■ DOCUMENT SECTION:
Some books are like rich, dark chocolate that you just cannot put down. Thriller is one of those books.

Thirty authors in the newly formed International Thriller Writers present stories in this first ever collection of short thrillers using one familiar character or plot line from an author’s well known work. It will keep readers up all night. The book is dedicated to the late author Dennis Lynds whose work is also included. It is a collection of the best and brightest the ITW and writing has to offer.

In Heather Graham’s “The Face In The Window”, scenery and atmosphere are central to the plot and plays an important character as much as Beth and Keith Henson each do. Beth is home alone while a hurricane rages outside and her husband, Keith, races the elements and time to bring an elderly neighbor and her Yorkie back to wait out the storm with them. Beth and Keith each face an anonymous stranger on a night when fate brings news of an escaped serial killer.

■ WHAT TO WORK ON:
A - Rename "collection" as "anthology" throughout everything from "Some books are" down to "has to offer." in the book review, and give that passage back in full.
B - Carry the review of the anthology Thriller on past its last sentence.
The entries that follow are drawn from a separate source.

■ RECORDS PROVIDED:
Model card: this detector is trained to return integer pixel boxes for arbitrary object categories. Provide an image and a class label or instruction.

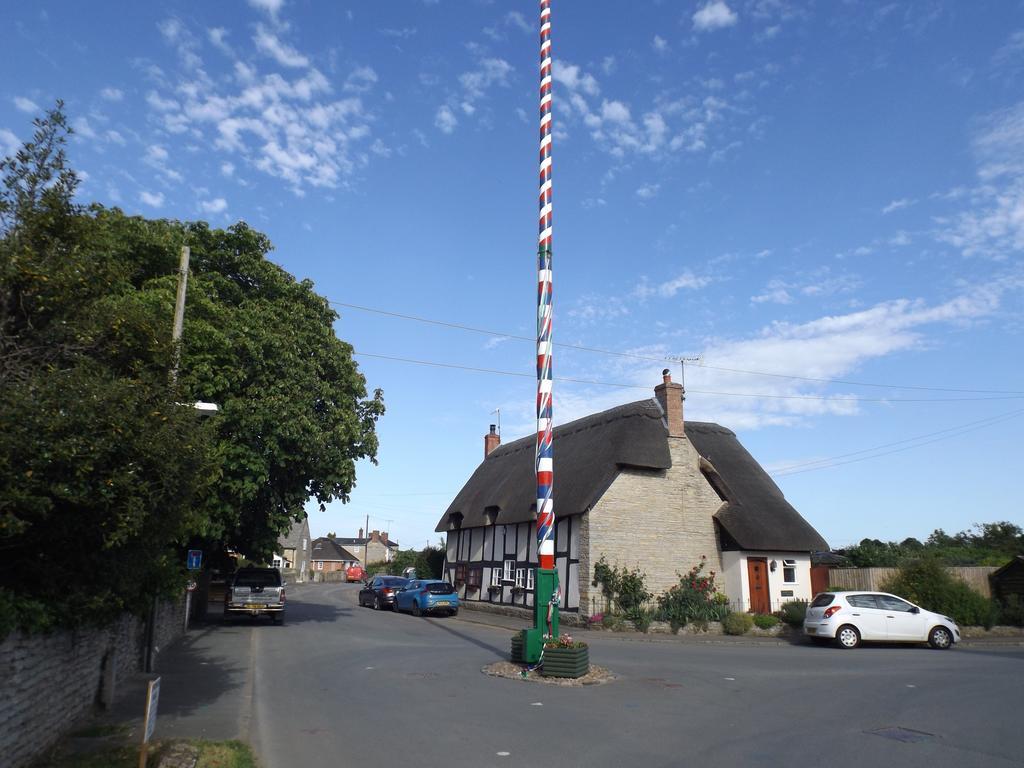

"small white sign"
[142,677,160,744]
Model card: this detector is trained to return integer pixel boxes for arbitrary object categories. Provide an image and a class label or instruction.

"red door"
[746,557,771,613]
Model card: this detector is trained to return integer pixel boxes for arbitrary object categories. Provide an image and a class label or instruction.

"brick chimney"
[483,424,502,459]
[654,369,686,437]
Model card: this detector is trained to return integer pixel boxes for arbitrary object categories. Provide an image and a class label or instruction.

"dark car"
[224,568,285,624]
[359,575,409,610]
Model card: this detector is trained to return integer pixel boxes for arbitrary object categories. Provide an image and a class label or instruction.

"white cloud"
[882,198,915,214]
[0,128,22,158]
[253,25,309,68]
[636,184,662,200]
[206,27,233,54]
[199,198,227,214]
[138,189,164,208]
[459,58,512,99]
[249,0,285,18]
[693,0,738,32]
[434,104,459,133]
[13,96,40,115]
[345,67,377,93]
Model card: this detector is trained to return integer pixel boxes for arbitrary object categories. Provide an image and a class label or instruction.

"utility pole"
[171,246,191,385]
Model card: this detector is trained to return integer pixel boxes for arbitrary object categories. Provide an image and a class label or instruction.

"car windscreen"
[234,570,281,587]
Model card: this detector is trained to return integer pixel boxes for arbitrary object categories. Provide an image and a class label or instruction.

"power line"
[352,351,1024,402]
[769,409,1024,477]
[328,300,1024,395]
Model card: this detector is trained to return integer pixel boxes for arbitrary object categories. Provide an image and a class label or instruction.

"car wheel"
[928,627,953,650]
[836,624,860,650]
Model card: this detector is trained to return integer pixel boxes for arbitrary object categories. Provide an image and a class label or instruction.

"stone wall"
[580,437,731,612]
[0,601,184,768]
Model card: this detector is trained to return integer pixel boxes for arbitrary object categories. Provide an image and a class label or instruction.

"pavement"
[92,585,1024,768]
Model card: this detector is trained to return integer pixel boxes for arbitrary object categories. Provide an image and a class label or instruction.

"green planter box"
[541,647,590,677]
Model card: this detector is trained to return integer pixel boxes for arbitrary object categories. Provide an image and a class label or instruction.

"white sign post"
[138,677,160,768]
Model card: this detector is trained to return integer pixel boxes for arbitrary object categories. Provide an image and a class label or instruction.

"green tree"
[0,103,384,634]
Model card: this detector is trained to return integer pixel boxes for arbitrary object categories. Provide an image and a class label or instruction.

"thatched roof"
[435,399,828,552]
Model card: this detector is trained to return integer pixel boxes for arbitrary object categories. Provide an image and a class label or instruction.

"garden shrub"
[656,556,729,632]
[754,613,779,630]
[779,600,807,627]
[882,558,997,628]
[592,555,653,615]
[722,613,754,635]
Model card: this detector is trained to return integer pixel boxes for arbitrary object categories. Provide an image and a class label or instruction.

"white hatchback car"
[804,592,959,649]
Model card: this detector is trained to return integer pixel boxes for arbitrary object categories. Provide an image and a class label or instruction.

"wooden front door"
[746,557,771,613]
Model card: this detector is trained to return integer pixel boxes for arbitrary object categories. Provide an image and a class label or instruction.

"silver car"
[804,592,961,649]
[224,568,285,624]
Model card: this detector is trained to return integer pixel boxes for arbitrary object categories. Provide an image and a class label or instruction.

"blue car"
[394,579,459,616]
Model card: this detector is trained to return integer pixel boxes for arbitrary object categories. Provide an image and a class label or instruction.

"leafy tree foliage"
[0,109,384,638]
[844,521,1024,567]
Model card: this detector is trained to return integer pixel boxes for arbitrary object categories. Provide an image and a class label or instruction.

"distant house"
[435,372,828,613]
[272,518,309,584]
[335,528,398,565]
[309,537,359,573]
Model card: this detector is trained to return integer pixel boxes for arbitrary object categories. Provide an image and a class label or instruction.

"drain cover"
[865,725,935,743]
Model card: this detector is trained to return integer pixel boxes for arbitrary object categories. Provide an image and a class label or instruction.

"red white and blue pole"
[537,0,555,569]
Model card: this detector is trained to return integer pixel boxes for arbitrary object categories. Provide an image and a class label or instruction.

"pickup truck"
[224,568,285,624]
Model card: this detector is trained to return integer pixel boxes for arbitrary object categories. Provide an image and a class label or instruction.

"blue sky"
[0,0,1024,547]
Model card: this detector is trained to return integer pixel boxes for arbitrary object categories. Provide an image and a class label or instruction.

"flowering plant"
[544,635,587,648]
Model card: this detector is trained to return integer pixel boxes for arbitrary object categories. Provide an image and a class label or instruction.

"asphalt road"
[144,585,1024,768]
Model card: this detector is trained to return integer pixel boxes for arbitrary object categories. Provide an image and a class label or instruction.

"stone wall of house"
[580,437,722,612]
[0,601,184,768]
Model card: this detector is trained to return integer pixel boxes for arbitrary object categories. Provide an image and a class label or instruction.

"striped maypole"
[537,0,555,569]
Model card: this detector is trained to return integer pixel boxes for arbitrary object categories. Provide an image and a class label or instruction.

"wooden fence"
[828,565,997,597]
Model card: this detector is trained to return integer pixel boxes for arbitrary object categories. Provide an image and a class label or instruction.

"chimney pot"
[654,369,686,437]
[483,424,502,459]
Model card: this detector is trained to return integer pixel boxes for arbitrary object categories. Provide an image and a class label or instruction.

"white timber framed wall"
[444,515,581,612]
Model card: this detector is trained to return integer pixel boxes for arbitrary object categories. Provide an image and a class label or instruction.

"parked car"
[359,574,409,610]
[394,579,459,616]
[804,592,961,649]
[224,568,285,624]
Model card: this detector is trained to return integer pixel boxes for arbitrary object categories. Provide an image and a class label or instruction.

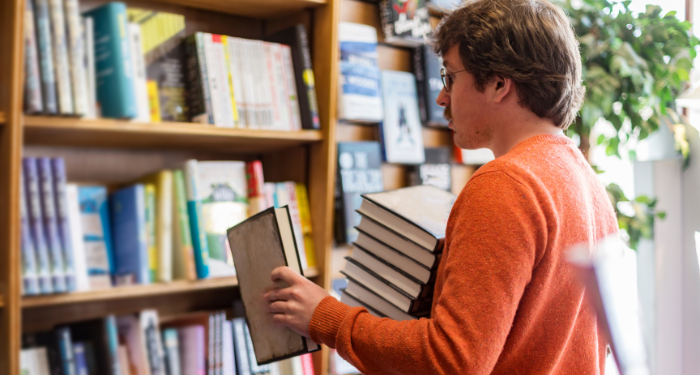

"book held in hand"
[227,206,320,365]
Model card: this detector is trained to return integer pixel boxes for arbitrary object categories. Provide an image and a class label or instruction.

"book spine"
[173,170,197,280]
[24,0,44,113]
[64,0,88,116]
[127,23,151,122]
[54,327,76,375]
[49,0,75,115]
[279,45,302,130]
[36,158,67,293]
[185,160,209,279]
[295,25,321,129]
[19,173,40,296]
[34,0,58,114]
[50,158,76,291]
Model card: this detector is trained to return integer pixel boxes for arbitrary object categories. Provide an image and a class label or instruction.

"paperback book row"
[334,142,452,244]
[25,0,320,130]
[20,310,314,375]
[340,185,456,321]
[21,158,316,295]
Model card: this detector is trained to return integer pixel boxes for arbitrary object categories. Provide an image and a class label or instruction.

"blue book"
[73,342,90,375]
[50,158,76,292]
[19,173,40,296]
[85,2,137,118]
[36,158,69,292]
[22,158,56,294]
[78,186,114,289]
[110,184,150,285]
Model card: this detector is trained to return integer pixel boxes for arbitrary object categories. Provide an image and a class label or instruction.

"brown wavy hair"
[433,0,586,129]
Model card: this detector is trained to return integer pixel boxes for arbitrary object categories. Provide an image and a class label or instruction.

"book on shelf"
[412,45,447,127]
[228,206,320,364]
[334,142,384,244]
[338,22,384,123]
[406,147,452,191]
[379,0,431,47]
[380,70,425,164]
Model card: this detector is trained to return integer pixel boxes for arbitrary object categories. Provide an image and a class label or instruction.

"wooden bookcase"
[0,0,340,375]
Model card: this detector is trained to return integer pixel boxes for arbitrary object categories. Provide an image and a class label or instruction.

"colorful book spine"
[50,158,76,291]
[185,160,209,279]
[87,2,137,118]
[30,0,58,114]
[64,0,88,116]
[22,158,54,294]
[49,0,75,115]
[37,158,75,292]
[173,170,197,280]
[19,174,40,296]
[110,184,150,285]
[24,0,44,113]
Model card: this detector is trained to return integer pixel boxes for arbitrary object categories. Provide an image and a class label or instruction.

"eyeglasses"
[440,68,467,92]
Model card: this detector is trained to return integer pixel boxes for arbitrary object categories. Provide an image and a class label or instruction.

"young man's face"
[437,46,492,150]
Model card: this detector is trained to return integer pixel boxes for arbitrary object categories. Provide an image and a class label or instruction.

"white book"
[65,0,88,116]
[66,184,90,292]
[83,17,99,118]
[128,23,151,122]
[227,37,248,128]
[279,44,301,130]
[49,0,75,115]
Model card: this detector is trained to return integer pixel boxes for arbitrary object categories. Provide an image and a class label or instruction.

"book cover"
[197,161,248,277]
[338,22,384,122]
[184,160,209,279]
[49,0,75,115]
[36,158,68,293]
[63,0,88,116]
[78,186,113,289]
[86,2,138,118]
[173,170,197,280]
[228,206,320,365]
[380,70,425,164]
[379,0,431,47]
[127,8,190,122]
[110,184,150,285]
[22,158,57,294]
[19,173,40,296]
[31,0,58,114]
[49,158,77,291]
[24,0,44,113]
[265,24,321,129]
[406,147,452,191]
[335,142,384,244]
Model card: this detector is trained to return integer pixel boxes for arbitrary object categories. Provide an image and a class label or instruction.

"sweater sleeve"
[309,171,547,375]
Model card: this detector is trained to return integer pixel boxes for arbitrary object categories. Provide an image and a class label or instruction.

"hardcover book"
[406,147,452,191]
[228,206,320,365]
[335,142,384,244]
[381,70,425,164]
[338,22,384,123]
[379,0,431,46]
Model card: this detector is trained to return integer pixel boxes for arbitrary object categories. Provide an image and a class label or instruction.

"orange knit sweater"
[309,135,617,375]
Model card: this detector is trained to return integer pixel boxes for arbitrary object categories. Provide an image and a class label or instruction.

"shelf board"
[24,116,323,153]
[150,0,327,19]
[20,270,318,309]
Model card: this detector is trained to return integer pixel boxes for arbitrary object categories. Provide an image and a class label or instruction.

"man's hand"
[264,267,329,337]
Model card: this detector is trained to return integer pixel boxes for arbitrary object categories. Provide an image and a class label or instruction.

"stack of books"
[341,185,457,320]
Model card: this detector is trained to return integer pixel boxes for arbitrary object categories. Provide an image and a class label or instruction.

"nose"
[435,87,450,107]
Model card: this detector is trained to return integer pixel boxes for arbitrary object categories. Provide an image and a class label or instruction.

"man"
[265,0,617,374]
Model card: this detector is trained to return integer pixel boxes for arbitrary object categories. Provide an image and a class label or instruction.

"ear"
[489,76,515,103]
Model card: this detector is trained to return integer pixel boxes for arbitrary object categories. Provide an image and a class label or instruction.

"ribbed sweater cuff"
[309,296,350,349]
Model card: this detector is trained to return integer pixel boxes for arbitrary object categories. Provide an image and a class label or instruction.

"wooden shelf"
[150,0,327,19]
[20,270,318,309]
[24,116,323,153]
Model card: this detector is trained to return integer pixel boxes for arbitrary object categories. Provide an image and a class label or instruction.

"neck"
[488,117,564,157]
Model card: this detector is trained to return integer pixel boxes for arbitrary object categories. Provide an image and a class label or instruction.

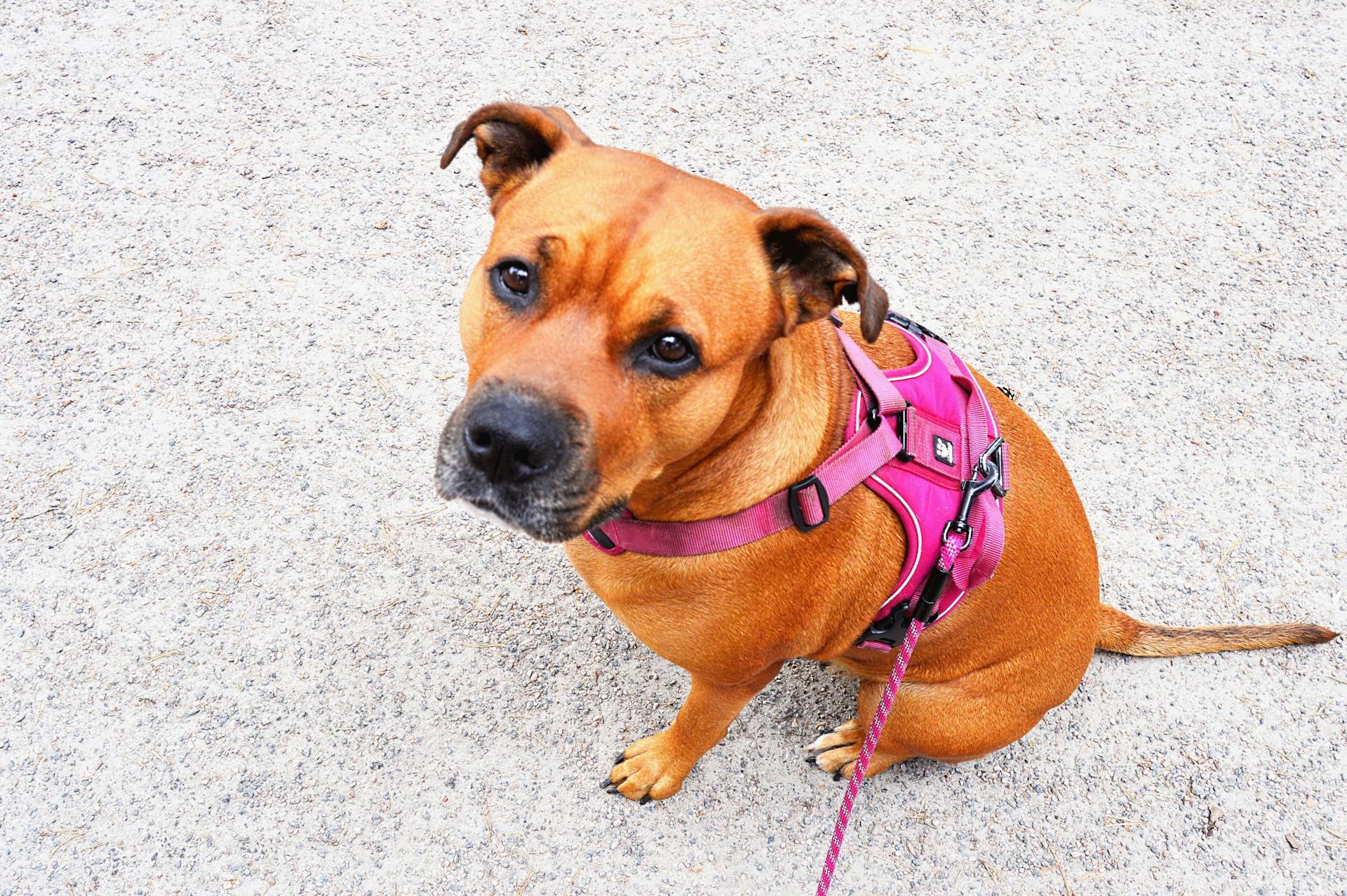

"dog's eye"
[501,262,528,295]
[631,330,700,380]
[490,259,537,309]
[650,333,692,363]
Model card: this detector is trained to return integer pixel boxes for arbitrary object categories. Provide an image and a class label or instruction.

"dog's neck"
[628,321,855,521]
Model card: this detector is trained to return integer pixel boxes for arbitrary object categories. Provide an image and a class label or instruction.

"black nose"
[463,395,565,482]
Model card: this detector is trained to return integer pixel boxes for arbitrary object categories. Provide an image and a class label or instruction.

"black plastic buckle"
[885,312,949,345]
[893,404,916,461]
[972,435,1006,497]
[857,601,912,650]
[589,526,617,551]
[785,473,833,533]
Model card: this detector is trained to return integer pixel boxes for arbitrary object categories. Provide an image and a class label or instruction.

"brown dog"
[435,104,1335,799]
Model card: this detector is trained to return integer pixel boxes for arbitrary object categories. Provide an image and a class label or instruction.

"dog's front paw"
[603,729,700,805]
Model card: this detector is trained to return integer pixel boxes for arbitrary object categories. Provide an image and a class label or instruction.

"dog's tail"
[1095,603,1338,656]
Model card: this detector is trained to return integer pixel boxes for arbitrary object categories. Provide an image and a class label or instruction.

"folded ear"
[758,209,889,342]
[439,102,593,211]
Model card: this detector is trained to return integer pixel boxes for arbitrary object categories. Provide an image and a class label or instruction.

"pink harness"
[584,314,1007,896]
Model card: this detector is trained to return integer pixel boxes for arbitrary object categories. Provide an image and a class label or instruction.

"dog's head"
[435,104,887,542]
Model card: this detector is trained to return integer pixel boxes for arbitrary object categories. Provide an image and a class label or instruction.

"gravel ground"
[0,0,1347,896]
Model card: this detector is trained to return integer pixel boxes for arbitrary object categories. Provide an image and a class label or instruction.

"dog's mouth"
[435,472,626,543]
[435,408,626,542]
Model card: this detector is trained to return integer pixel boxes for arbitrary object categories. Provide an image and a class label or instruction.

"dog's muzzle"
[435,382,598,542]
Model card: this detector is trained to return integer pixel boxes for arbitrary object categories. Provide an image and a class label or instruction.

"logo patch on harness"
[931,435,953,466]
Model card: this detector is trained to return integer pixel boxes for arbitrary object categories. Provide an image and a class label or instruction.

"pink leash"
[817,620,925,896]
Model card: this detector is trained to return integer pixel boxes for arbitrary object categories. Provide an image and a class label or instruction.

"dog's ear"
[757,209,889,342]
[439,102,593,213]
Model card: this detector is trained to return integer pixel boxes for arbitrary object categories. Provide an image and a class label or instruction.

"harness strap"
[817,620,925,896]
[927,341,1006,589]
[586,329,908,556]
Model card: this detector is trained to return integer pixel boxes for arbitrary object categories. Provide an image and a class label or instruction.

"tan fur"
[446,107,1332,799]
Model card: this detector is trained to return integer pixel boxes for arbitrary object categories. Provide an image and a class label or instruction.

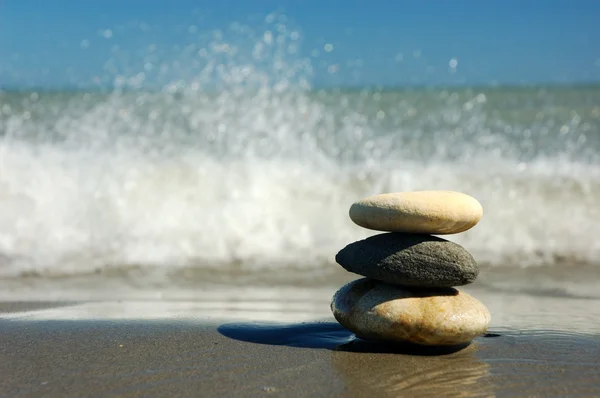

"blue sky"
[0,0,600,88]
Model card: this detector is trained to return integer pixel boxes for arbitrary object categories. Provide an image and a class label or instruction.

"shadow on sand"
[217,322,480,356]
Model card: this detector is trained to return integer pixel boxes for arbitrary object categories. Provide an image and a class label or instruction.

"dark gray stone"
[335,232,479,287]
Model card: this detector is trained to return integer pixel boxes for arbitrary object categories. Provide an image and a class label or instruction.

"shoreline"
[0,302,600,397]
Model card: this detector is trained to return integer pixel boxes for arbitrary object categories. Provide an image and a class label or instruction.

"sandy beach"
[0,291,600,397]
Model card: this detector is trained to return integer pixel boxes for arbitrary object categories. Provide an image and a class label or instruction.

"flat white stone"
[331,278,491,346]
[350,191,483,235]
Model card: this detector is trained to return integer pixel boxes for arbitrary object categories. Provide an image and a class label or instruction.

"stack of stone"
[331,191,491,346]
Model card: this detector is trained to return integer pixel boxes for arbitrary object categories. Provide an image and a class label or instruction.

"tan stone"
[350,191,483,235]
[331,278,491,346]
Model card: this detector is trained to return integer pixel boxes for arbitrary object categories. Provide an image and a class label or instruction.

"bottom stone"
[331,278,491,346]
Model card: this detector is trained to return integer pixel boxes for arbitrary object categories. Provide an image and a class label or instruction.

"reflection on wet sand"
[218,323,493,397]
[331,341,494,397]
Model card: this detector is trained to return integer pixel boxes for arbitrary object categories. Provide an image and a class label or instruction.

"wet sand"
[0,298,600,397]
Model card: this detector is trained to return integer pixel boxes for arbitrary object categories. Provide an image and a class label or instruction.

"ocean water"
[0,17,600,297]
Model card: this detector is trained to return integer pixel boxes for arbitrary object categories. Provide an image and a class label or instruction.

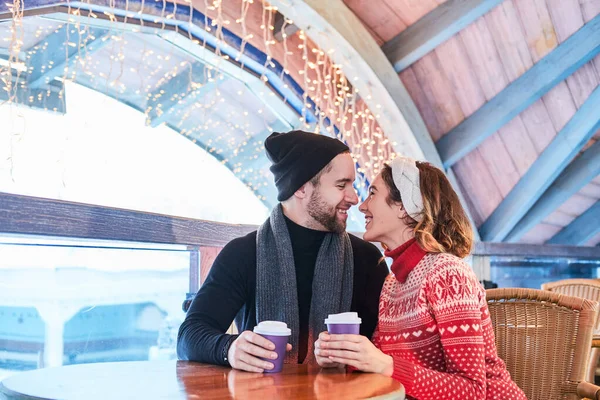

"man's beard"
[307,189,346,233]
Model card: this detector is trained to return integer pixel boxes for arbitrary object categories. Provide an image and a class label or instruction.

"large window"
[0,83,268,224]
[0,235,190,380]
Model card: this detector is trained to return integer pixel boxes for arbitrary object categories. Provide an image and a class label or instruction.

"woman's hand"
[315,333,394,376]
[315,331,344,368]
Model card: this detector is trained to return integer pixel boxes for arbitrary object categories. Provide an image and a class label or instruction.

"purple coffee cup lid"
[325,312,362,324]
[254,321,292,336]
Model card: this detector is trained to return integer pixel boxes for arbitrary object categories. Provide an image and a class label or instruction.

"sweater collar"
[384,238,427,283]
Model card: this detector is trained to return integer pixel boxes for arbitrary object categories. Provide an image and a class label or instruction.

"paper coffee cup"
[325,312,362,335]
[254,321,292,372]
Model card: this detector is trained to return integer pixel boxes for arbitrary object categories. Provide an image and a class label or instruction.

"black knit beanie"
[265,131,350,201]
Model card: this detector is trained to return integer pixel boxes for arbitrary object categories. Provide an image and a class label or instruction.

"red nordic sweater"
[373,239,526,400]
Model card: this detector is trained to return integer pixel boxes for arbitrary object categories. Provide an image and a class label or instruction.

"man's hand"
[315,331,344,368]
[227,331,292,372]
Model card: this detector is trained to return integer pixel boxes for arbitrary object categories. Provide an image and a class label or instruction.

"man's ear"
[294,183,308,199]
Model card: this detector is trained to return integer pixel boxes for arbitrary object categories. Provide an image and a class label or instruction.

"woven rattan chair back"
[487,289,598,400]
[542,279,600,334]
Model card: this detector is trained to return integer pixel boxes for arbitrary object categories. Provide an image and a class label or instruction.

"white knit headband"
[390,157,423,222]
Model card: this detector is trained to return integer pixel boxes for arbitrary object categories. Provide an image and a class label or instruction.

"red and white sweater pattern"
[373,239,526,400]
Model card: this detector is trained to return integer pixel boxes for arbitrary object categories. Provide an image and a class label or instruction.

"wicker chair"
[487,289,600,400]
[542,279,600,382]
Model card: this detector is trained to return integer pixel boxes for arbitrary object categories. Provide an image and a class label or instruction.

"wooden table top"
[0,361,404,400]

■ ANSWERS FOR EACH ITEM:
A -
Some books are like rich, dark chocolate that you just cannot put down. Thriller is one of those books.

Thirty authors in the newly formed International Thriller Writers present stories in this first ever anthology of short thrillers using one familiar character or plot line from an author’s well known work. It will keep readers up all night. The book is dedicated to the late author Dennis Lynds whose work is also included. It is a anthology of the best and brightest the ITW and writing has to offer.

B -
The weather raises the stakes as Graham, at her atmospheric best, slowly and tortuously unreels her tale. The story is at once familiar and comfortable. The Hensons provide stability and the ease of long association, like the eye of a Force 5 hurricane. The combined effect leaves the reader both tense and laughing.

Terrorists, civil liberties and Guantanamo Bay provide the skeleton for James Grippando’s “Operation Northwoods”, a story he fully fleshes out. Jack Swyteck, a Cuban/Caucasian lawyer and his ex-con, ex-death row inmate investigator face the FBI and the might of the U. S. Naval base at Guantanamo Bay when one of his clients, a Haitian born businessman, crashes into the base in a private plane filled with napalm. What makes the story even more frightening is its parallel with current events. After all, how do you get rid of more than six hundred detainees, international terrorists with little or no effort? Is “Operation Northwoods” a writer’s fantasy or is it more real than we dare to believe?

For Grippando, it’s a question of whether life is imitating art or if art is revealing the darker, more pragmatic side of life. At the end of Grippando’s tale, the reader is left with more questions than answers and the chilling feeling of reading tomorrow’s headlines.

There is a moment in many lives where a time and distance close them off from the truth of past events and from themselves. John Lescroart and M. J. Rose explore what lies on the other side of “The Portal” in Lucy Delrey’s life.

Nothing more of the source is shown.